Written instruction: Arrange every line of the material below as a numbered list, omitting any blank lines.

[Records]
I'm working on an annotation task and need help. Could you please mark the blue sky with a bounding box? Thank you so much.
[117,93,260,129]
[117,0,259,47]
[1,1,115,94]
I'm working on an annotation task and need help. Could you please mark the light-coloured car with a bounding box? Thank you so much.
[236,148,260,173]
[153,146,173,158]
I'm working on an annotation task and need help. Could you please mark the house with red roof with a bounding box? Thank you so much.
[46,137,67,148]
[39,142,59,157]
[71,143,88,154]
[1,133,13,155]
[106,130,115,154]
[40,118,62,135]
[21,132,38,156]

Solution to this task:
1. I'm working on an annotation task and need help. Could you please mark the blue sky with a bounding box? Thank you so much.
2. [117,93,260,129]
3. [117,0,259,47]
4. [1,1,115,94]
5. I'm working on an annotation task and need help. Could you please mark the light-coloured car with a bounding box? Thank you so much.
6. [236,148,260,173]
7. [153,146,173,158]
8. I'm working on an annotation task and need help. Could you please mark the house with red roof with a bounding box? Thank you so much.
9. [46,137,67,148]
10. [39,142,59,157]
11. [71,143,88,154]
12. [1,133,13,155]
13. [106,130,115,154]
14. [40,118,62,135]
15. [21,132,38,156]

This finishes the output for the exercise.